▸ WHAT YOU HAVE TO DO:
Please render this sentence from the Vertex AI Vector Search page below in Spanish: "This notebook shows how to use functionality related to the Google Cloud Vertex AI Vector Search vector database."

>> begin SUPPLIED TEXT

Skip to main content

Google Vertex AI Vector Search

This notebook shows how to use functionality related to the Google Cloud Vertex AI Vector Search vector database.

Google Vertex AI Vector Search, formerly known as Vertex AI Matching Engine, provides the industry’s leading high-scale low latency vector database. These vector databases are commonly referred to as vector similarity-matching or an approximate nearest neighbor (ANN) service.

Note: This module expects an endpoint and deployed index already created as the creation time takes close to one hour. To see how to create an index refer to the section Create Index and deploy it to an Endpoint

Create VectorStore from texts​

from langchain_community.vectorstores import MatchingEngine
texts = [
"The cat sat on",
"the mat.",
"I like to",
"eat pizza for",
"dinner.",
"The sun sets",
"in the west.",
]


vector_store = MatchingEngine.from_components(
texts=texts,
project_id="<my_project_id>",
region="<my_region>",
gcs_bucket_uri="<my_gcs_bucket>",
index_id="<my_matching_engine_index_id>",
endpoint_id="<my_matching_engine_endpoint_id>",
)

vector_store.add_texts(texts=texts)

vector_store.similarity_search("lunch", k=2)

Create Index and deploy it to an Endpoint​

Imports, Constants and Configs​

# Installing dependencies.
!pip install tensorflow \
google-cloud-aiplatform \
tensorflow-hub \
tensorflow-text
import json

import tensorflow_hub as hub
from google.cloud import aiplatform
PROJECT_ID = "<my_project_id>"
REGION = "<my_region>"
VPC_NETWORK = "<my_vpc_network_name>"
PEERING_RANGE_NAME = "ann-langchain-me-range" # Name for creating the VPC peering.
BUCKET_URI = "gs://<bucket_uri>"
# The number of dimensions for the tensorflow universal sentence encoder.
# If other embedder is used, the dimensions would probably need to change.
DIMENSIONS = 512
DISPLAY_NAME = "index-test-name"
EMBEDDING_DIR = f"{BUCKET_URI}/banana"
DEPLOYED_INDEX_ID = "endpoint-test-name"

PROJECT_NUMBER = !gcloud projects list --filter="PROJECT_ID:'{PROJECT_ID}'" --format='value(PROJECT_NUMBER)'
PROJECT_NUMBER = PROJECT_NUMBER[0]
VPC_NETWORK_FULL = f"projects/{PROJECT_NUMBER}/global/networks/{VPC_NETWORK}"

# Change this if you need the VPC to be created.

>> end SUPPLIED TEXT
>> begin LISTED RECORDS

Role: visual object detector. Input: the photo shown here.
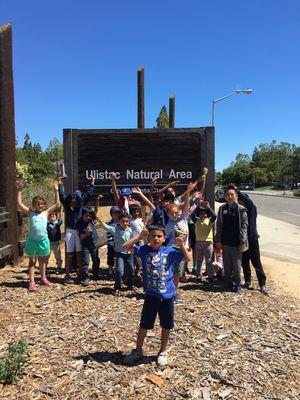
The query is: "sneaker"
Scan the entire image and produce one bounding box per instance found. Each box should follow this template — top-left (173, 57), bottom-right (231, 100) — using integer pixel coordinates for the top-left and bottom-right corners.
top-left (156, 351), bottom-right (168, 367)
top-left (180, 275), bottom-right (188, 283)
top-left (260, 285), bottom-right (269, 294)
top-left (28, 282), bottom-right (38, 292)
top-left (174, 294), bottom-right (183, 303)
top-left (82, 278), bottom-right (90, 286)
top-left (41, 278), bottom-right (52, 287)
top-left (123, 349), bottom-right (144, 365)
top-left (64, 277), bottom-right (74, 285)
top-left (232, 285), bottom-right (242, 293)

>> end LISTED RECORDS

▸ WRITTEN ANSWER:
Este cuaderno muestra cómo usar la funcionalidad relacionada con la base de datos vectorial Google Cloud Vertex AI Vector Search.